(Extracted data entries)
━━━━━━━━━━━━━━━━━━━━
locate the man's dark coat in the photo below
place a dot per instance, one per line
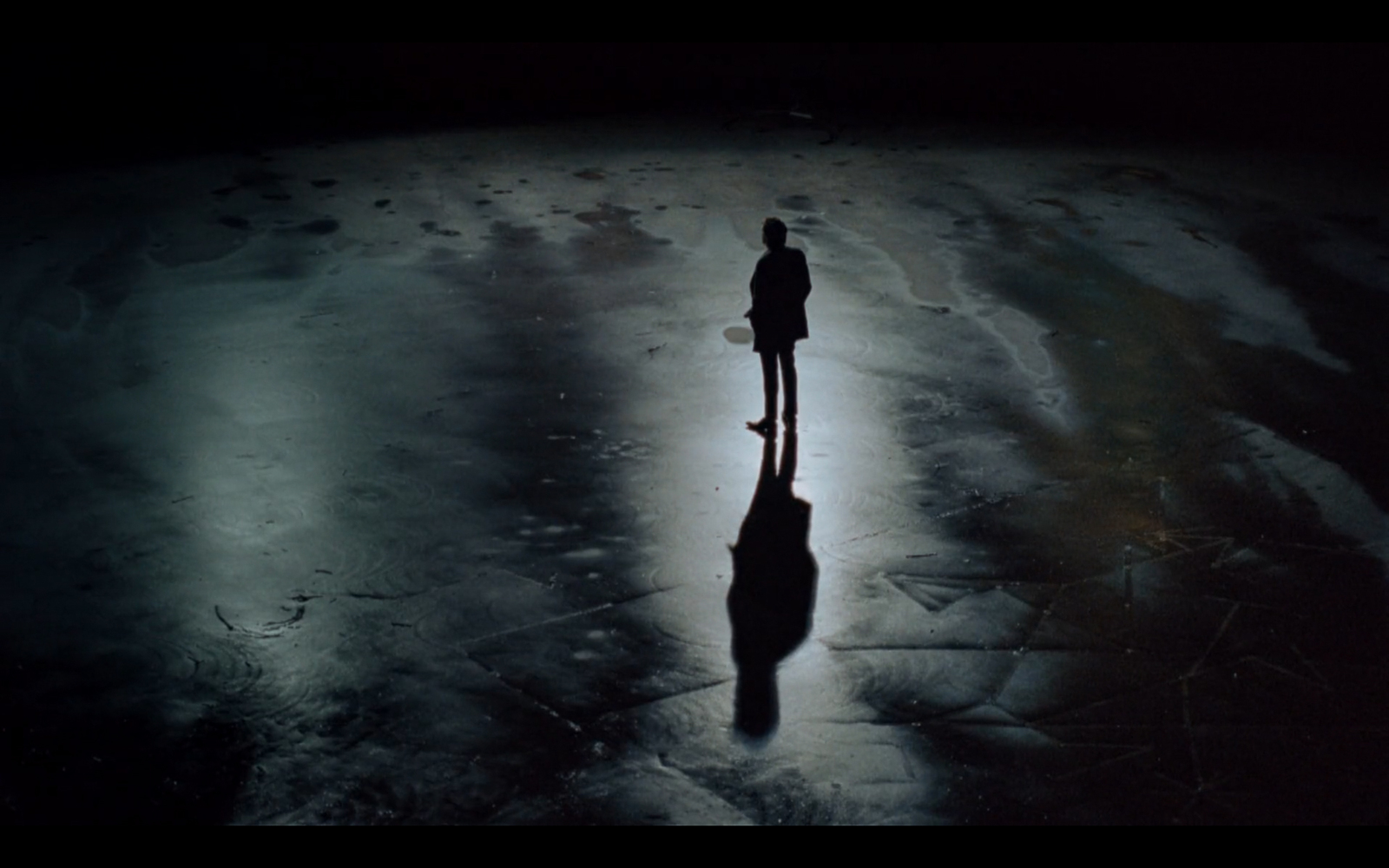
(781, 285)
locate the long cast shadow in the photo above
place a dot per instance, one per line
(773, 597)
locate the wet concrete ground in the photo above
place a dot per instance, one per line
(396, 481)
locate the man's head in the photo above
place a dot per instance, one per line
(774, 233)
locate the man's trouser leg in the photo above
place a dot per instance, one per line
(788, 360)
(770, 385)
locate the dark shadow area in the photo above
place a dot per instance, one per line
(95, 104)
(773, 599)
(69, 754)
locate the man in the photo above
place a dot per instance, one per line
(781, 285)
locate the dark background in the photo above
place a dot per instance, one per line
(99, 103)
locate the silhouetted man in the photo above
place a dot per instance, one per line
(781, 285)
(773, 596)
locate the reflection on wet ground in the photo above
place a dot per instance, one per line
(406, 481)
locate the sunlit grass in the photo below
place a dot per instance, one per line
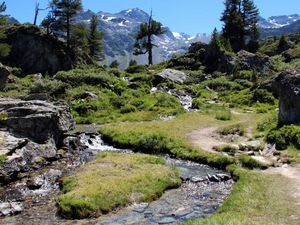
(114, 180)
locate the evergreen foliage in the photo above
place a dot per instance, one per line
(79, 38)
(114, 64)
(144, 43)
(240, 28)
(64, 11)
(4, 48)
(95, 40)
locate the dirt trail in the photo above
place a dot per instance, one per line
(205, 138)
(293, 174)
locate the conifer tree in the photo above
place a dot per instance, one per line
(250, 15)
(95, 40)
(64, 12)
(79, 38)
(233, 29)
(240, 28)
(4, 48)
(144, 42)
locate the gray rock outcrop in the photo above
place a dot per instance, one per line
(30, 133)
(288, 85)
(37, 120)
(248, 61)
(4, 73)
(171, 75)
(35, 52)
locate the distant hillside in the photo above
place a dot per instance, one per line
(12, 20)
(278, 21)
(294, 27)
(279, 25)
(120, 28)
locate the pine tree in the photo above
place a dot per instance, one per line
(114, 64)
(4, 48)
(250, 15)
(144, 43)
(240, 28)
(95, 40)
(64, 12)
(79, 38)
(233, 29)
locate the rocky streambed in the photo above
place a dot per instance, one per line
(39, 150)
(31, 200)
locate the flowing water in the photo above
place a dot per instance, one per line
(202, 192)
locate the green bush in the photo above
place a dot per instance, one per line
(128, 108)
(3, 117)
(248, 162)
(223, 114)
(152, 142)
(263, 96)
(51, 87)
(222, 84)
(285, 136)
(225, 148)
(2, 159)
(232, 130)
(79, 76)
(136, 69)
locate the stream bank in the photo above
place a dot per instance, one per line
(32, 198)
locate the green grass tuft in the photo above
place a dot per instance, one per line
(114, 180)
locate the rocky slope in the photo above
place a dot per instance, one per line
(278, 21)
(279, 25)
(287, 84)
(120, 28)
(35, 52)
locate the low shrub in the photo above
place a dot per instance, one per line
(225, 148)
(51, 87)
(152, 142)
(285, 136)
(223, 114)
(250, 163)
(136, 69)
(115, 180)
(232, 130)
(128, 108)
(2, 159)
(222, 84)
(263, 96)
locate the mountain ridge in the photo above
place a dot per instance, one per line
(120, 28)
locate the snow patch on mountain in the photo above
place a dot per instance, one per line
(278, 21)
(119, 36)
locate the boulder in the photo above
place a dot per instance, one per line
(288, 85)
(4, 73)
(37, 120)
(249, 61)
(170, 75)
(36, 52)
(10, 208)
(26, 158)
(251, 146)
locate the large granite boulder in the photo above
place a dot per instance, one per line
(288, 85)
(36, 52)
(36, 120)
(30, 134)
(4, 73)
(249, 61)
(23, 155)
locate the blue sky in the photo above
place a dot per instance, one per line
(189, 16)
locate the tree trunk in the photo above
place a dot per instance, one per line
(68, 31)
(150, 58)
(36, 13)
━━━━━━━━━━━━━━━━━━━━
Restate every line above exactly, omitting images.

SOLUTION BELOW
locate the man's dark coat in the photo below
place a dot per instance, one per line
(781, 285)
locate the long cast shadow in the photo above
place a dot per instance, one per line
(773, 597)
locate the wet concrete ground in the photo above
place a dot per instance, one per line
(396, 481)
locate the man's head in the photo above
place a dot per instance, one per line
(774, 233)
locate the man's trouser leg in the photo above
place a dot per instance, one per line
(788, 360)
(770, 385)
locate the dark shadow area in the photo above
place a dot per instance, one per line
(95, 104)
(773, 599)
(69, 754)
locate the man in the photo above
place a dot per instance, one per line
(781, 285)
locate the dark background in the photo above
place a dot per instance, one per line
(99, 103)
locate the silhouetted man in the photo above
place a dot per instance, one per line
(781, 285)
(773, 596)
locate the reflection on wet ground in the photo above
place a dot per instance, one per line
(406, 481)
locate the sunlit grass in the photo below
place a dot per instance, one per line
(114, 180)
locate the evergreen foliage in the photo above
place a dot per instance, one per line
(79, 38)
(114, 64)
(144, 43)
(240, 28)
(64, 11)
(4, 48)
(95, 40)
locate the dirt trail in the photo above
place a dot per instance, one per line
(205, 138)
(293, 174)
locate the conifer tree in the photo above
place a dot per instance, one per line
(250, 15)
(95, 40)
(64, 12)
(79, 38)
(233, 29)
(240, 28)
(4, 48)
(144, 42)
locate the gray rock outcrop in the photo above
place a dot per instance, one per line
(30, 133)
(288, 85)
(37, 120)
(248, 61)
(4, 73)
(171, 75)
(35, 52)
locate the distant hillside in the photo above
place a dot per instance, one per line
(12, 20)
(278, 21)
(294, 27)
(279, 25)
(120, 28)
locate the pine tree in the photo above
place a dot per instance, one per line
(114, 64)
(4, 48)
(250, 15)
(144, 43)
(240, 28)
(95, 40)
(64, 12)
(79, 38)
(233, 29)
locate the rocky streambed in the photo above
place a dot per instance, one per line
(39, 150)
(31, 200)
locate the flowing water in the photo above
place a dot per instance, one per line
(202, 192)
locate the green bush in the photo above
place a dot per instance, one per line
(128, 108)
(3, 117)
(248, 162)
(223, 114)
(152, 142)
(263, 96)
(51, 87)
(222, 84)
(285, 136)
(225, 148)
(2, 159)
(232, 130)
(79, 76)
(136, 69)
locate the stream bank in the photo above
place a dot per instance, one per line
(32, 198)
locate the green grass tuft in the photo above
place a dot per instance, one per line
(114, 180)
locate the rocky slope in the photo above
place a dot per instance, one per line
(278, 21)
(279, 25)
(287, 84)
(120, 28)
(35, 52)
locate the low shrub in the photo above
place a dot per instance, one per line
(225, 148)
(51, 87)
(152, 142)
(285, 136)
(223, 114)
(250, 163)
(136, 69)
(115, 180)
(232, 130)
(128, 108)
(2, 159)
(222, 84)
(263, 96)
locate the mountain ridge in the photo above
place a dot per instance, one per line
(120, 28)
locate the snow patch on mountain in the photo above
place a dot per instance, one per line
(278, 21)
(119, 36)
locate the boulder in the photo above
place a dot per instance, one per line
(288, 85)
(4, 73)
(37, 120)
(249, 61)
(170, 75)
(36, 52)
(10, 208)
(26, 158)
(251, 146)
locate the large granite boulder in the photo above
place a dot per instance, one per line
(288, 85)
(36, 52)
(36, 120)
(30, 134)
(4, 73)
(249, 61)
(23, 155)
locate the blue sky in the photo above
place a dot per instance, one per line
(189, 16)
locate the tree trunk in the photo above
place a dot per instance, one per line
(68, 31)
(150, 58)
(36, 13)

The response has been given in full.